Task
Reproduce each of the records below verbatim, line for line and in the order given.
====================
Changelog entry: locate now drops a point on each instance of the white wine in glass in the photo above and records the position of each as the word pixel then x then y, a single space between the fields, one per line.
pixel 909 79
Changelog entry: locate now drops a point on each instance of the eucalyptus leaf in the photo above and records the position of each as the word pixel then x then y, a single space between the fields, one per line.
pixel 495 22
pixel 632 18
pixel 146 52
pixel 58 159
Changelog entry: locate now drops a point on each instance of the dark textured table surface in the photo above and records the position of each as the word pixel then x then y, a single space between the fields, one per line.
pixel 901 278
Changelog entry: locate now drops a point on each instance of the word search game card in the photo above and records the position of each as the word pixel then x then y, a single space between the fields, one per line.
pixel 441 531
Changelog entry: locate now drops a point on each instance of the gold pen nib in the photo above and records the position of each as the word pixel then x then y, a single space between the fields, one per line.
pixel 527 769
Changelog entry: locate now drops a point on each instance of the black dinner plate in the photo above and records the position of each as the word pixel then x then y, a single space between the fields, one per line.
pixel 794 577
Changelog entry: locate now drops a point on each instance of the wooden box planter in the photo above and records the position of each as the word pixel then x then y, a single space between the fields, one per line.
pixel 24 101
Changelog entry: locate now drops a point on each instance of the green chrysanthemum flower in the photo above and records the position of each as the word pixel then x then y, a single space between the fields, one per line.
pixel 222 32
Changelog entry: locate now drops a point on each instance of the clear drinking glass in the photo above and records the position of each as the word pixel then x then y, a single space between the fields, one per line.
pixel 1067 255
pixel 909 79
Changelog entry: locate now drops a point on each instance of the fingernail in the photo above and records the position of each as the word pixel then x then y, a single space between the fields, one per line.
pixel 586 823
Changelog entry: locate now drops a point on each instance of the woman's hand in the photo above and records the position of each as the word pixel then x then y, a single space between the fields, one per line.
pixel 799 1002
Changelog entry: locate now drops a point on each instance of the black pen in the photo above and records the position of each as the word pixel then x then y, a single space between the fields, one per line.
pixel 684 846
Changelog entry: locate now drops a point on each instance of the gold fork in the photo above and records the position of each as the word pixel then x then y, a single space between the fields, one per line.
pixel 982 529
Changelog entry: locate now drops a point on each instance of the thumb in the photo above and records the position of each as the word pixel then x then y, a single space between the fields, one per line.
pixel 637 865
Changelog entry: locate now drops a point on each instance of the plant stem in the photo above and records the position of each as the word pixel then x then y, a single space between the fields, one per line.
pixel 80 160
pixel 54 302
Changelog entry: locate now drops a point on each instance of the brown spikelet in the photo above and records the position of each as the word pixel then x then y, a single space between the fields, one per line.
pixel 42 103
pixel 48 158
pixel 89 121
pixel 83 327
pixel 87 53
====================
Response below
Changelog entry: locate now drops a point on each instance of the white wine in glass in the photo above and records the position of each as the word pixel then x then y, a single space between the fields, one per line.
pixel 909 79
Changelog entry: locate now drops a point on each instance of the eucalyptus leaf in the photo above and records the position of each as the word pixel then x then y, a single space between the fields, one per line.
pixel 495 22
pixel 632 18
pixel 146 52
pixel 58 159
Changelog entry: locate now drops a point on each instance of the dark textured table surface in the photo above and records the position of each as the word pixel then x then y, a single space between the fields, one per line.
pixel 901 278
Changelog entry: locate now drops a point on each instance of the word search game card in the photo above and records the position of each as the word pixel then x then y, a single space between the fields, one per line.
pixel 441 531
Changelog entry: locate now drops a point on each instance of the gold pen nib in the photo above and records the position of each as the word pixel then x then y, a single space between the fields, one per line.
pixel 527 769
Changelog entry: locate now drops a point on each instance of the black dinner plate in the photo above and records the position of each as the word pixel then x then y, a single space between the fields, one per line.
pixel 794 577
Changelog entry: locate now drops a point on each instance of the wooden box planter in the photo above and records the position of each as the word pixel then x then y, a single space between the fields, one per line.
pixel 24 101
Changelog entry: locate now drops a point on each instance of the green chrysanthemum flower in the photo above and records the position of each as the word pixel then x then y, a single space between the fields, one per line.
pixel 222 32
Changelog entry: locate now drops a point on each instance of the clear drinking glass in the photo above and records the position of each as the word pixel then x then y, a single space between the fields, one per line.
pixel 1067 255
pixel 909 79
Changelog entry: locate now drops a point on each instance of the fingernail in the photo above and records the position of each as the word pixel then x then y, a single space between the fields, one per line.
pixel 586 823
Changelog entry: locate now drops a point on each instance of the woman's hand in the photo above and records the position of each as the word pixel then x then y, a single space between the fields, one per line.
pixel 799 1002
Changelog entry: locate now drops a point on each instance of the black pen in the photo above and records the position of each as the word pixel then x then y, a single space between the fields, one per line.
pixel 684 846
Changelog entry: locate now drops a point on each instance of the gold fork in the photo above and records the position of each as the word pixel then x then y, a single space between the fields, one per line.
pixel 982 529
Changelog entry: locate now drops a point on each instance of the thumb in the photo above and records the position of each as the word pixel then x then y, a single space between the fields, one per line.
pixel 637 865
Changelog entry: locate now drops a point on each instance of the plant stem in the photo above and records the position of each as the word pixel then x then y, a single space between the fields, one per line.
pixel 80 160
pixel 54 302
Changelog entry: locate now drops a point on each instance of the brown spikelet in the photo above and records the position of each as the word pixel then x then y, a single space between the fields, one per line.
pixel 42 103
pixel 48 158
pixel 89 121
pixel 83 327
pixel 87 53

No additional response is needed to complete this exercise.